◆ About this exercise: A word-for-word transcription of the records is required.

◆ Data to examine:

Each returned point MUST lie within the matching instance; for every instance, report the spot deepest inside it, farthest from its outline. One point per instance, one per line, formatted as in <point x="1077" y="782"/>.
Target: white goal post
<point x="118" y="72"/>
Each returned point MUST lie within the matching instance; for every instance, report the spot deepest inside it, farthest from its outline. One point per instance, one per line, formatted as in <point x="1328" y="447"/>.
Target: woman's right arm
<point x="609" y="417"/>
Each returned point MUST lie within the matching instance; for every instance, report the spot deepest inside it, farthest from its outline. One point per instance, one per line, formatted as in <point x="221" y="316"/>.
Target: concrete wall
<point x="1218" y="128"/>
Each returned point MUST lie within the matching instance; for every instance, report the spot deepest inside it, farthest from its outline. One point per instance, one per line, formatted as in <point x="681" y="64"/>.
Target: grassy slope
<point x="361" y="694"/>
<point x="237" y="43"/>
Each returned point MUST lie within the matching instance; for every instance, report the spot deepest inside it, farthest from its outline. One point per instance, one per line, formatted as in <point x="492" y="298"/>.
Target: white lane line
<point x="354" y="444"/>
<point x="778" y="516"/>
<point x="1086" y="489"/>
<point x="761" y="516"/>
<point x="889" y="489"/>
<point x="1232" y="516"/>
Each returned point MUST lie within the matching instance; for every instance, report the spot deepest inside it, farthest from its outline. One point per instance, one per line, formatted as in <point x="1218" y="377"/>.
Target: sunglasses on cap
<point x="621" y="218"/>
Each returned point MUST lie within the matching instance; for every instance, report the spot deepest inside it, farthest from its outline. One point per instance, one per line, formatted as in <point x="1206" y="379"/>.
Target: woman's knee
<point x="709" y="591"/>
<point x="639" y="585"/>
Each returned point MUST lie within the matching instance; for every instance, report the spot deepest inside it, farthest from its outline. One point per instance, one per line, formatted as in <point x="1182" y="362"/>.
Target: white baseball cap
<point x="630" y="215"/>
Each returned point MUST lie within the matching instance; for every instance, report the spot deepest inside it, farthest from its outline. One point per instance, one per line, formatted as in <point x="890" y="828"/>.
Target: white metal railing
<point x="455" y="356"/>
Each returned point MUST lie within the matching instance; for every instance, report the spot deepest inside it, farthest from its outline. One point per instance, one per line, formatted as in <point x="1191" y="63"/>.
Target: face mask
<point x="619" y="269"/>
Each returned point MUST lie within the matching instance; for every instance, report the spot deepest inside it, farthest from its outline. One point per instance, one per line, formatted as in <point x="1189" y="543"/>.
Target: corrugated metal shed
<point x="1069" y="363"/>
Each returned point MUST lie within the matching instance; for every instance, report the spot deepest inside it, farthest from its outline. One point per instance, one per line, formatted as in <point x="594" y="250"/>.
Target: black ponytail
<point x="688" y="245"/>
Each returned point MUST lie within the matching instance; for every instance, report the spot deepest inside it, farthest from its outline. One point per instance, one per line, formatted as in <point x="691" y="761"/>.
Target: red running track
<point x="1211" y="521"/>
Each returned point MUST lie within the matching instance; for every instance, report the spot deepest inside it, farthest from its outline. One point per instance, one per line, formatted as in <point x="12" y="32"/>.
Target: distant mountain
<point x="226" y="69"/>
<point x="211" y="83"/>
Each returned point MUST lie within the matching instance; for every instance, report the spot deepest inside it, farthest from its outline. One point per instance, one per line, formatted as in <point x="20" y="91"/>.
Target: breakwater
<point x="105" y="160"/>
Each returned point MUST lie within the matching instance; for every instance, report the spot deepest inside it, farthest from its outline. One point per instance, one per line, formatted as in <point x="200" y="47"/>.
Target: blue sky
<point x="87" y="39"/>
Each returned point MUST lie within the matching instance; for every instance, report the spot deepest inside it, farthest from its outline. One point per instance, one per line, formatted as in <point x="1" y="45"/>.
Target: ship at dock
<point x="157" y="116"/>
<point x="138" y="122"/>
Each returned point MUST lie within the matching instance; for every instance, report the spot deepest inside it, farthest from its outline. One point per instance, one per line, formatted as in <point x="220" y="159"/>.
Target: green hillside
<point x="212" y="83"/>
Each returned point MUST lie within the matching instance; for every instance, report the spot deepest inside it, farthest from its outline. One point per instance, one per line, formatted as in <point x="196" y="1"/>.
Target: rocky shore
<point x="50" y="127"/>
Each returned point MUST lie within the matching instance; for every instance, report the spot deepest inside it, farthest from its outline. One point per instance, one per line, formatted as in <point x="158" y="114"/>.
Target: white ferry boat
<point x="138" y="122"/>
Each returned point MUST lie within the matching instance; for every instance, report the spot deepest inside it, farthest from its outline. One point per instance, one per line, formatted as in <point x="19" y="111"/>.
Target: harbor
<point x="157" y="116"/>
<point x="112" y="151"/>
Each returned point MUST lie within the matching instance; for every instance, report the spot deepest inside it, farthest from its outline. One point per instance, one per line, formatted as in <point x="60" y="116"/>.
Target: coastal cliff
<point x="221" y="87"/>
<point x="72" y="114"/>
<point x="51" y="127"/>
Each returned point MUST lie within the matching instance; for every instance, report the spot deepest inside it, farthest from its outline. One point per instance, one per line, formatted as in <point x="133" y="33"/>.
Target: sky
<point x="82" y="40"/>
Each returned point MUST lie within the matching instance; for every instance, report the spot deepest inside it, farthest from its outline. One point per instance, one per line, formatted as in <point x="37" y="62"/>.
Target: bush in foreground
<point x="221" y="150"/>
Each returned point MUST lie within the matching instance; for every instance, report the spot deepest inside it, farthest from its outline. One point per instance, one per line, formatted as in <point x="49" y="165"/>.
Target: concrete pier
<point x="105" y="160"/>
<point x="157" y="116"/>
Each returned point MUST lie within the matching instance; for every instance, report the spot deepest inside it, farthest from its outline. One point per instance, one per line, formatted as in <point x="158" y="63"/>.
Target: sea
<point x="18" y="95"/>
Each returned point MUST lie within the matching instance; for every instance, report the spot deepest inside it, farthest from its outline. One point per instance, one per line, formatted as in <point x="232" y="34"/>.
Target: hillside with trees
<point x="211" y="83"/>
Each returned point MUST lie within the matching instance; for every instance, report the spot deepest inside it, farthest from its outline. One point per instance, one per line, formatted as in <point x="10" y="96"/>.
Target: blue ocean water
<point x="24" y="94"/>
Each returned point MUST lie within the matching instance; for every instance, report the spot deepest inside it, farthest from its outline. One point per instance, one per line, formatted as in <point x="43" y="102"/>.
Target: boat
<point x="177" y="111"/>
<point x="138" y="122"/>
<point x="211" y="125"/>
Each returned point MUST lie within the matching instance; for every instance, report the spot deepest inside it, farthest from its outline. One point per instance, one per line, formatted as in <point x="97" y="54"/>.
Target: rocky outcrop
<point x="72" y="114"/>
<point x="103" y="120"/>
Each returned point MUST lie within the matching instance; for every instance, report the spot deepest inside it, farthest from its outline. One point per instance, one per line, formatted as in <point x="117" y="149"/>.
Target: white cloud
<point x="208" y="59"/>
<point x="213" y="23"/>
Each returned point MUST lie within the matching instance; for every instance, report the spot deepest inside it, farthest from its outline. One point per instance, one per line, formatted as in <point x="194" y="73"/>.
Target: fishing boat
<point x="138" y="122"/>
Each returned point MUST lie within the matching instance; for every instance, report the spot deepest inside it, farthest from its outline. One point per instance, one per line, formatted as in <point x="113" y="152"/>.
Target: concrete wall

◆ Exercise result:
Each returned point MUST lie within the matching instance; for every instance, report the spot deepest inside it, farthest from its outline. One point per instance, one per line, formatted as in <point x="1077" y="782"/>.
Target: white goal post
<point x="118" y="72"/>
Each returned point MUST lie within the matching instance; for every instance, report the spot deepest inside it, farthest from its outline. One point per instance, one per line, formatted as in <point x="1328" y="447"/>.
Target: woman's right arm
<point x="609" y="417"/>
Each returned point MUST lie within the matching instance; for every instance, report the spot deepest inside it, farthest from its outline. One point per instance, one per line, formatted as in <point x="221" y="316"/>.
Target: concrete wall
<point x="1218" y="128"/>
Each returned point MUST lie within the matching instance; for every instance, report the spot deepest inside it, farthest from its outline. One point per instance, one per line, formatted as in <point x="681" y="64"/>.
Target: grassy slope
<point x="361" y="694"/>
<point x="237" y="43"/>
Each returned point MUST lie within the matching instance; for every instance, report the spot deepest inside it, farthest from its outline. One point per instance, one per line, formatted as in <point x="492" y="298"/>.
Target: white lane line
<point x="354" y="444"/>
<point x="778" y="516"/>
<point x="1086" y="489"/>
<point x="761" y="516"/>
<point x="889" y="489"/>
<point x="1232" y="516"/>
Each returned point MUST lie within the matching instance; for every instance, report the spot deepest inside it, farthest from its outline. One point per instance, one per line, formatted as in <point x="1218" y="377"/>.
Target: sunglasses on cap
<point x="621" y="218"/>
Each returned point MUST lie within the matching instance; for every instance, report the spot deepest inside it, farthest from its outline. One point per instance, one per line, formatted as in <point x="1206" y="379"/>.
Target: woman's knee
<point x="709" y="591"/>
<point x="639" y="585"/>
Each returned point MUST lie within the matching instance; for every instance, report the spot deepest inside it, farthest from its outline. One point per instance, one per line, formatted as in <point x="1182" y="362"/>.
Target: white baseball cap
<point x="630" y="215"/>
Each returned point MUST lie within the matching instance; for every instance, report the spot deepest inside it, farthest from its outline. One point per instance, one per line, formatted as in <point x="890" y="828"/>.
Target: white metal railing
<point x="455" y="356"/>
Each returned point MUST lie within the matching instance; for every instance, report the spot deepest inside it, farthest from its outline. One point per instance, one per line, formatted as in <point x="1191" y="63"/>.
Target: face mask
<point x="619" y="269"/>
Each returned point MUST lie within the matching instance; for every instance, report the spot deepest inside it, farthest from its outline. One point per instance, one per line, formatted as in <point x="1189" y="543"/>.
Target: corrugated metal shed
<point x="1069" y="363"/>
Each returned point MUST lie within the matching instance; for every instance, report the spot deepest inside it, farthest from its outline. One point per instance, one per line, formatted as in <point x="594" y="250"/>.
Target: black ponytail
<point x="688" y="245"/>
Each returned point MUST lie within the matching instance; for every instance, report the spot deepest inside it, farthest from its outline. One point per instance, one per line, formatted as in <point x="691" y="761"/>.
Target: red running track
<point x="1211" y="521"/>
Each returned point MUST lie within the matching instance; for every instance, report the spot deepest inside it, farthest from its outline. One point per instance, one per line, formatted as in <point x="12" y="32"/>.
Target: distant mountain
<point x="226" y="69"/>
<point x="211" y="83"/>
Each returned point MUST lie within the matching instance; for every instance, report the spot deepest inside it, farthest from its outline. One point per instance, one per line, formatted as in <point x="20" y="91"/>.
Target: breakwater
<point x="105" y="160"/>
Each returned point MUST lie within the matching instance; for every instance, report the spot deepest inside it, farthest from its outline. One point per instance, one per line, formatted as in <point x="200" y="47"/>.
Target: blue sky
<point x="87" y="39"/>
Each returned point MUST lie within the matching instance; for every instance, report the spot deepest inside it, farthest from its outline. One point per instance, one per line, formatted as in <point x="1" y="45"/>.
Target: ship at dock
<point x="157" y="116"/>
<point x="138" y="122"/>
Each returned point MUST lie within the matching instance; for every instance, report the spot deepest inside it, farthest from its outline. One point per instance, one per line, formatted as in <point x="220" y="159"/>.
Target: green hillside
<point x="212" y="83"/>
Each returned point MUST lie within the matching instance; for every instance, report the spot deepest inside it, farthest from its outline. One point per instance, one per line, formatted as in <point x="196" y="1"/>.
Target: rocky shore
<point x="50" y="127"/>
Each returned point MUST lie within the matching instance; for every instance, report the spot deepest inside it, farthest from its outline. One point per instance, one per line, formatted as in <point x="158" y="114"/>.
Target: white ferry boat
<point x="138" y="122"/>
Each returned point MUST lie within the matching instance; for every instance, report the spot deepest inside it, farthest from its outline. One point per instance, one per line, formatted as in <point x="19" y="111"/>.
Target: harbor
<point x="157" y="116"/>
<point x="112" y="151"/>
Each returned point MUST lie within the matching instance; for every instance, report the spot deepest inside it, farthest from its outline. One point per instance, one per line, formatted as in <point x="60" y="116"/>.
Target: coastal cliff
<point x="221" y="87"/>
<point x="72" y="114"/>
<point x="51" y="127"/>
Each returned point MUST lie within the matching instance; for every instance, report the spot deepest inside it, farthest from its outline. One point per instance, one per line, formatted as in <point x="133" y="33"/>.
Target: sky
<point x="82" y="40"/>
Each returned point MUST lie within the matching instance; for every instance, report the spot deepest inside it, farthest from its outline. One point per instance, one per line, formatted as in <point x="37" y="62"/>.
Target: bush in foreground
<point x="221" y="150"/>
Each returned point MUST lie within the matching instance; for every instance, report the spot deepest inside it, farthest from its outline. One point per instance, one per line, formatted as in <point x="49" y="165"/>.
Target: concrete pier
<point x="105" y="160"/>
<point x="157" y="116"/>
Each returned point MUST lie within the matching instance; for every instance, report the spot deepest inside it, farthest from its outline. One point per instance, one per line, formatted as in <point x="158" y="63"/>.
Target: sea
<point x="18" y="95"/>
Each returned point MUST lie within the matching instance; for every instance, report the spot deepest inside it, farthest from its outline. One point per instance, one per line, formatted as in <point x="232" y="34"/>.
Target: hillside with trees
<point x="211" y="83"/>
Each returned point MUST lie within the matching instance; for every instance, report the spot deepest inside it, farthest from its outline. One point per instance, one per line, formatted as in <point x="10" y="96"/>.
Target: blue ocean water
<point x="24" y="94"/>
Each returned point MUST lie within the matching instance; for every instance, report the spot deepest inside it, farthest from its outline. One point per instance, one per line, formatted as in <point x="43" y="102"/>.
Target: boat
<point x="177" y="111"/>
<point x="138" y="122"/>
<point x="211" y="125"/>
Each returned point MUST lie within the matching instance; for every instance, report the spot deepest inside it, farthest from its outline. One point per instance, one per line, formatted as in <point x="97" y="54"/>.
Target: rocky outcrop
<point x="72" y="114"/>
<point x="103" y="120"/>
Each returned point MUST lie within the matching instance; for every instance, report the spot deepest inside it, farthest from its outline. One point per instance, one per line, formatted as in <point x="117" y="149"/>.
Target: white cloud
<point x="208" y="59"/>
<point x="213" y="23"/>
Each returned point MUST lie within the matching instance; for every instance, report the spot deepest inside it, farthest from its outline. One point per instance, one per line, formatted as in <point x="194" y="73"/>.
Target: fishing boat
<point x="138" y="122"/>
Each returned point MUST lie within the matching instance; for every instance, report the spot deepest inside it, farthest from its outline. One point per instance, one per line, formatted as in <point x="113" y="152"/>.
Target: concrete wall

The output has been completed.